Exercise: Reproduce verbatim the passage of the film review starting at "There were many" and ending at "Saturday night flick.".

Source:

· · · · ·

Film Review Daily

 
 
Michael Darvell looks back at the year of 2016


 

Not being in a position to see as many new films as my fellow reviewers, the list of my favourites of the year is somewhat restricted. However, in considering the titles I have chosen for my personal best, I find that, all in all, 2016 wasn’t a bad year in the cinema. I don’t know if my colleagues would agree that last year was a classic one of which all concerned can be proud, but it must surely be some sign of the times when the three lists in question all choose the same film at number one. Generally speaking, James, Mansel and I have rather differing tastes.

 

That said, it is heartening that I, Daniel Blake, was given pride of place by all three reviewers. It is arguably Ken Loach’s best film in a long time, engaging us in the all too obvious problems with British society today, the growth of bureaucracy and the lack of fellow feeling for the poor. Loach’s film won the prize for Best British or Irish film in the recent London Film Critics’ Circle Awards, something it is to be hoped will be repeated in the upcoming Baftas. I, Daniel Blake is every bit as relevant now as was Loach’s BBC film of fifty years ago, Cathy Come Home.

 

There were many films last year which, although not documentaries as such, were based on real-life incidents. Peter Berg’s Deepwater Horizon, an exciting drama about a raging fire on an oil rig, would have made my list of the best if I had been allowed fifteen titles as we had in 2015. It has fine performances by Mark Wahlberg, Kurt Russell, John Malkovich et al, and some very exciting action sequences in what is a true Saturday night flick.

 

Although not specific in historical detail, Son of Saul is an amazing, albeit the grimmest, account of the horrors of the concentration camps as seen from the point of view of one prisoner. It is on both James’ and my list of the best, whereas Mansel found it hard to take. The Birth of a Nation is a detailed account of the US slave trade that packs an enormous punch and earns its place among my (if not quite James’) films of the year. Holding the Man is a brave portrayal of a gay relationship between two Australian boys that started at school and continued into adulthood. It is based on a true story which makes it all the more poignant. Less harrowing is the remarkable documentary The Eagle Huntress in which a 13-year-old girl in Mongolia becomes the first female to hunt and trap mountain eagles. It is an unusual topic well filmed with both insight and humour and a lovely ‘performance’ by young Aisholpan. It was also chosen by Mansel. I was also taken by Rams, set on an isolated farm in Iceland where two brothers have been at loggerheads for years. It’s a touching portrayal of families and their problems and the burden of a hard-working life in excruciating conditions.

· · · · ·

Supplied records:
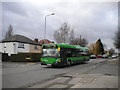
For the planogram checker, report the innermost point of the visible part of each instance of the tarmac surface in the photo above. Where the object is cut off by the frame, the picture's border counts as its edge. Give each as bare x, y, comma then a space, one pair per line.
97, 73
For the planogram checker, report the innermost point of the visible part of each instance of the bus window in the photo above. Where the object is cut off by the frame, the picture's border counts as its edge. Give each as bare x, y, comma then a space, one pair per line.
50, 52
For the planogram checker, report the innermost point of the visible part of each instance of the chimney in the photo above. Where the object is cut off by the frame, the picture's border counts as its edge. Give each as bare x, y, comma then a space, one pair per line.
36, 40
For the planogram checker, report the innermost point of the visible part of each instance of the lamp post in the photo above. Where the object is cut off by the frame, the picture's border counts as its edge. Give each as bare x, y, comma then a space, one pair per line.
45, 25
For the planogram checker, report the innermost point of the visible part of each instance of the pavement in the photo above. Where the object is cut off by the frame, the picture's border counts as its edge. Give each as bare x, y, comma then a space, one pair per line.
82, 80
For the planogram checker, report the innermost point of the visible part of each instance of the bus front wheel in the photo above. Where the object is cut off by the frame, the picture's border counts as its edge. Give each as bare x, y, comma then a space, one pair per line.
68, 63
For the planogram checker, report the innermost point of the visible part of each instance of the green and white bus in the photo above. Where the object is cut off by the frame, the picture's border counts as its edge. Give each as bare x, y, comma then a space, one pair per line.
63, 54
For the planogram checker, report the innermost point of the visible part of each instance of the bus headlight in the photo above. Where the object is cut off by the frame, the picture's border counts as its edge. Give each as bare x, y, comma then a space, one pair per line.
59, 60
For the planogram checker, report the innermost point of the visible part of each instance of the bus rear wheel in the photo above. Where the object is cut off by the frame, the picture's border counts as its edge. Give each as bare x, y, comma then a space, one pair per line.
68, 63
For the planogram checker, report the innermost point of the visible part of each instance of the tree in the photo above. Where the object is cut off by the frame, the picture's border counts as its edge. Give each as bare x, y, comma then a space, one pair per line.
99, 49
64, 34
117, 39
80, 41
9, 33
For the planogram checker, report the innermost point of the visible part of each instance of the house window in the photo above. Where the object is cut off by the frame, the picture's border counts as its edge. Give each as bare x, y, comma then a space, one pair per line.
36, 47
20, 45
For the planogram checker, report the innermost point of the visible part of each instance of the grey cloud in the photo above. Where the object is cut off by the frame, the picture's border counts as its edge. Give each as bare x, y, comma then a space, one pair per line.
91, 20
14, 7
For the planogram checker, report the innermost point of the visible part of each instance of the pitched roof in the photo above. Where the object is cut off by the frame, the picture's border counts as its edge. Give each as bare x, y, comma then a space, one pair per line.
44, 41
19, 38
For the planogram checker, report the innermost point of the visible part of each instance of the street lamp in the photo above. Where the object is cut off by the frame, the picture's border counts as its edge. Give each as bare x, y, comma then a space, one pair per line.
45, 25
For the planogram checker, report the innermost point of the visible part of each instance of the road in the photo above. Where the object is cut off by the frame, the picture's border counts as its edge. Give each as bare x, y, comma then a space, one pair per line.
24, 75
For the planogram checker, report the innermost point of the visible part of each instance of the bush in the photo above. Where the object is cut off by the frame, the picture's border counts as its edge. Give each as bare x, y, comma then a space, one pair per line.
26, 57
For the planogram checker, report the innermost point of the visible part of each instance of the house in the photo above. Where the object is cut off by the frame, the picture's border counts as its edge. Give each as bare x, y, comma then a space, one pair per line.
19, 44
45, 41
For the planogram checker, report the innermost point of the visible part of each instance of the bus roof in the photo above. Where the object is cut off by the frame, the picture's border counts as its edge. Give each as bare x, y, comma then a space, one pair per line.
68, 46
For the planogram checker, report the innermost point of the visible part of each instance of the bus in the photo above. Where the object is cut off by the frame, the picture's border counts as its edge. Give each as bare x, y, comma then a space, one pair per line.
63, 54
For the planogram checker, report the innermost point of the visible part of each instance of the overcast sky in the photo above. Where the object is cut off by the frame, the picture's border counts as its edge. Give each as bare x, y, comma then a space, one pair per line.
91, 20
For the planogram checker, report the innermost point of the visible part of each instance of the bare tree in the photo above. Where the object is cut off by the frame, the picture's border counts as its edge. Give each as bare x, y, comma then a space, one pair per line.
64, 34
117, 39
9, 33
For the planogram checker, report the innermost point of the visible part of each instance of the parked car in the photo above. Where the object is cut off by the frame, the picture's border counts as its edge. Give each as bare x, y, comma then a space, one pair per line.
99, 56
92, 56
114, 56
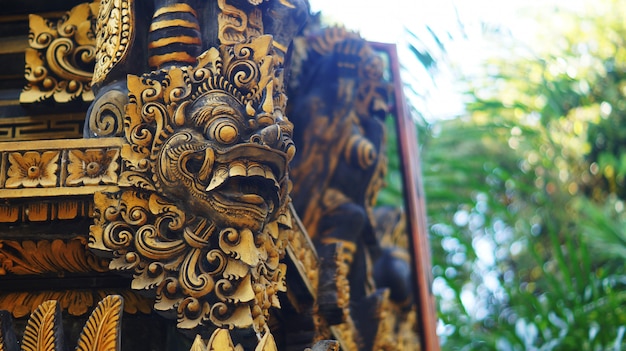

· · · · ·

Exercise result:
There were many films last year which, although not documentaries as such, were based on real-life incidents. Peter Berg’s Deepwater Horizon, an exciting drama about a raging fire on an oil rig, would have made my list of the best if I had been allowed fifteen titles as we had in 2015. It has fine performances by Mark Wahlberg, Kurt Russell, John Malkovich et al, and some very exciting action sequences in what is a true Saturday night flick.